BEGIN Record set

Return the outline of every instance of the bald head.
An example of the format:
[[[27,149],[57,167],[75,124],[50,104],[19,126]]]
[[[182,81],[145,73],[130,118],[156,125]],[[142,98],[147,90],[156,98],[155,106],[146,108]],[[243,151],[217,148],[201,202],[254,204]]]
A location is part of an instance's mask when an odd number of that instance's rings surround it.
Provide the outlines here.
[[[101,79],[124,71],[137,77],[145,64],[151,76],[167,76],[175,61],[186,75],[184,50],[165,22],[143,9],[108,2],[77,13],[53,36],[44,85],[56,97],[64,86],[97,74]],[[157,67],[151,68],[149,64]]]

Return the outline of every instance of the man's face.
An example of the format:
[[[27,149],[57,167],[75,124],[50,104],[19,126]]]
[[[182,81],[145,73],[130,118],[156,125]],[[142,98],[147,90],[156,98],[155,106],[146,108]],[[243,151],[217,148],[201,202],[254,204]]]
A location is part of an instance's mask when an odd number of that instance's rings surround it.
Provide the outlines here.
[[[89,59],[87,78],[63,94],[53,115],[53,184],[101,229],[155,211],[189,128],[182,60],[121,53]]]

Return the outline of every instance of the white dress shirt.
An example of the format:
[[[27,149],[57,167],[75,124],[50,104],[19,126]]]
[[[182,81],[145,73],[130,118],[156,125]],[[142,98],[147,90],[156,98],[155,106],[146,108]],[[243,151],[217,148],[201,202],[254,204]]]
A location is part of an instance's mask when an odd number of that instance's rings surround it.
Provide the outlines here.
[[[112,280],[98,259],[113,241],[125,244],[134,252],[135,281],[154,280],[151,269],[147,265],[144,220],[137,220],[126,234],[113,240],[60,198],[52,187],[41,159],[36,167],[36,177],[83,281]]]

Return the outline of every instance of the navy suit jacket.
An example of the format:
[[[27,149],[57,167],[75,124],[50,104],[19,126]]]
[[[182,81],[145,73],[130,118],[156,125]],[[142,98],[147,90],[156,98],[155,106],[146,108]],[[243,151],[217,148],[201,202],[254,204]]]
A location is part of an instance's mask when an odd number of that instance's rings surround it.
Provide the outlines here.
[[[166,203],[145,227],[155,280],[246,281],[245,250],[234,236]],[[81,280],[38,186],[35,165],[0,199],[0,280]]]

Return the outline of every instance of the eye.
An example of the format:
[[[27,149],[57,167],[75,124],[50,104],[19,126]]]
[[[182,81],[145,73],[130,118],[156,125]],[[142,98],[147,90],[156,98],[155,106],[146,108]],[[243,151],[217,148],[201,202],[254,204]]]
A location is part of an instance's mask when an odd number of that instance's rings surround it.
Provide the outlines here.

END Record set

**Given exercise:** Rewrite the whole listing above, changing every instance of "rings" to "loops" and leaving the rest untouched.

**Solution for this exercise:**
Return the outline of every instance of the bald head.
An example of the format:
[[[27,149],[57,167],[75,124],[50,104],[19,126]]]
[[[182,81],[145,73],[130,118],[156,125]],[[142,98],[147,90],[156,98],[155,106],[146,108]],[[243,151],[217,148],[201,202],[254,204]]]
A location is part of an instance's mask when an odd number of that instance's loops surround it.
Provide the outlines here.
[[[101,79],[124,71],[137,77],[145,64],[151,76],[167,76],[175,61],[186,75],[184,50],[165,22],[143,9],[108,2],[77,13],[53,36],[44,85],[56,97],[64,86],[97,74]],[[157,67],[151,68],[149,64]]]

Return the outline of every instance of the man's face.
An example of the format:
[[[27,149],[57,167],[75,124],[50,104],[19,126]]]
[[[182,81],[145,73],[130,118],[156,125]],[[142,98],[147,90],[156,98],[155,106],[146,108]],[[243,151],[217,148],[201,202],[254,204]]]
A location is part of an instance's mask when an odd number of that instance's loops surround it.
Provide the outlines here.
[[[89,59],[87,78],[63,94],[53,115],[53,184],[101,229],[155,211],[189,128],[182,60],[121,53]]]

Return the outline of every instance of the white dress shirt.
An example of the format:
[[[27,149],[57,167],[75,124],[50,104],[19,126]]]
[[[182,81],[145,73],[130,118],[156,125]],[[142,98],[147,90],[156,98],[155,106],[146,108]],[[243,151],[217,148],[201,202],[254,204]]]
A location is part of an instance's mask when an odd number of that instance's loops surround it.
Provide the outlines here.
[[[112,280],[98,259],[113,241],[125,244],[134,252],[135,281],[154,280],[151,269],[147,265],[144,220],[137,220],[126,234],[113,240],[60,198],[52,187],[41,159],[36,167],[36,177],[83,281]]]

Return the outline of every instance of the navy suit jacket.
An example of the format:
[[[27,149],[57,167],[75,124],[50,104],[19,126]]]
[[[182,81],[145,73],[130,118],[156,125]],[[142,98],[147,90],[156,98],[155,106],[146,108]],[[243,151],[217,148],[201,202],[254,204]]]
A location is part of an instance's mask when an odd number of that instance's loops surround it.
Provide the outlines here.
[[[166,203],[145,227],[155,280],[246,281],[245,250],[234,236]],[[81,280],[38,186],[35,165],[0,199],[0,280]]]

Return the outline of every instance of the eye.
An example of the format:
[[[27,149],[57,167],[75,124],[50,104],[19,126]]]
[[[182,81],[145,73],[130,118],[156,125]],[[142,98],[147,90],[156,98],[155,106],[146,108]],[[243,151],[217,148],[201,202],[254,204]]]
A location is part of an instance's mask when an odd number of that instance's loops surround it.
Provide the outlines here.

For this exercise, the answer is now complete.